-------- INFORMATION --------
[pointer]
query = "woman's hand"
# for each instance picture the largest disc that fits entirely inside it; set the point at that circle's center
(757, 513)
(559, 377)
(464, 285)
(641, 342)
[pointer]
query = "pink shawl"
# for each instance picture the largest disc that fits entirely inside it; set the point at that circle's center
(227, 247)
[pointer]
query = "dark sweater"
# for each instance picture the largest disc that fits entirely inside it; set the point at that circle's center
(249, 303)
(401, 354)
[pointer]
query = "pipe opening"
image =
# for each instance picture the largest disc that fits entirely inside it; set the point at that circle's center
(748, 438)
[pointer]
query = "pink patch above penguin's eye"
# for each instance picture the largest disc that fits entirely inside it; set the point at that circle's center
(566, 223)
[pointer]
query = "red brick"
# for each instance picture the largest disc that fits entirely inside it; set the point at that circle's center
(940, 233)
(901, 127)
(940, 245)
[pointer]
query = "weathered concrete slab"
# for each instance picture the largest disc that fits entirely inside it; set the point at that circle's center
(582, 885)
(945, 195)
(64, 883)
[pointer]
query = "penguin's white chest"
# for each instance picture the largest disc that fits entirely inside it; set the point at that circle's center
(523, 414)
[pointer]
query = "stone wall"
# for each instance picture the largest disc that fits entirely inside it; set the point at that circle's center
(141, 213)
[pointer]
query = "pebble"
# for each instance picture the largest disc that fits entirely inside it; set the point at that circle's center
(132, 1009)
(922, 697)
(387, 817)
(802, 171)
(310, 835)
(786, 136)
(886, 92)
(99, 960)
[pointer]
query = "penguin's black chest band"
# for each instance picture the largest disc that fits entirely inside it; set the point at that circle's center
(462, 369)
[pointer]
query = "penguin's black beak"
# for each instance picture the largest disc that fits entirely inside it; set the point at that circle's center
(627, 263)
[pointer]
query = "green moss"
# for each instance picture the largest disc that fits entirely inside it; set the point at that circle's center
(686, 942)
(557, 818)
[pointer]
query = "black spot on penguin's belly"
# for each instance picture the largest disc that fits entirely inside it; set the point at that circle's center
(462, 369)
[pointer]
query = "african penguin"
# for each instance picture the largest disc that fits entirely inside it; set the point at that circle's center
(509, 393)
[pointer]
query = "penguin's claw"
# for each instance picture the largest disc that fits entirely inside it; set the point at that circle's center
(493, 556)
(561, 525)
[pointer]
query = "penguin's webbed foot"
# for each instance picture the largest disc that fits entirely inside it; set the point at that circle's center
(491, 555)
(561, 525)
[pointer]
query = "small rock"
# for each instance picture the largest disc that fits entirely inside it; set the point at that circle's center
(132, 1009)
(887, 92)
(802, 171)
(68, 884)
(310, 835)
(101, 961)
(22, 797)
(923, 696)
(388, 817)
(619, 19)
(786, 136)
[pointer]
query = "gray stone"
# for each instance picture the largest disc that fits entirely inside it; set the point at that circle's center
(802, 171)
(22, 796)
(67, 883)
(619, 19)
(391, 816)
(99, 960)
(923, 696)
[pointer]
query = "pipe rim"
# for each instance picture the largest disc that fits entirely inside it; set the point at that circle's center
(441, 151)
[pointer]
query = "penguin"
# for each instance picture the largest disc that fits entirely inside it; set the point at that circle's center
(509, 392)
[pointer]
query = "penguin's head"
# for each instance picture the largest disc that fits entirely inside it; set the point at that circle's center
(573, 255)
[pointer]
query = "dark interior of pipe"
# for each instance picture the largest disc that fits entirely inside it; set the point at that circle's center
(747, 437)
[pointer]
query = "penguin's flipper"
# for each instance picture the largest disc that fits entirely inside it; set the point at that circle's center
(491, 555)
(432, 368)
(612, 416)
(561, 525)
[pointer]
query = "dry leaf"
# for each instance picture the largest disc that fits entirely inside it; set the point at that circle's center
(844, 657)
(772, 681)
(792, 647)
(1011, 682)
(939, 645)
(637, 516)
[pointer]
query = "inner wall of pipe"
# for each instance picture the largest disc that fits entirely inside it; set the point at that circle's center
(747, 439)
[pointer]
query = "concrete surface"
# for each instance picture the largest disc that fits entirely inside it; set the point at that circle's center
--------
◆ **PROMPT**
If a line contains the word "chest", it counts; please state how many such lines the records above have, and nothing more.

◆ **RESPONSE TO THE TASK**
2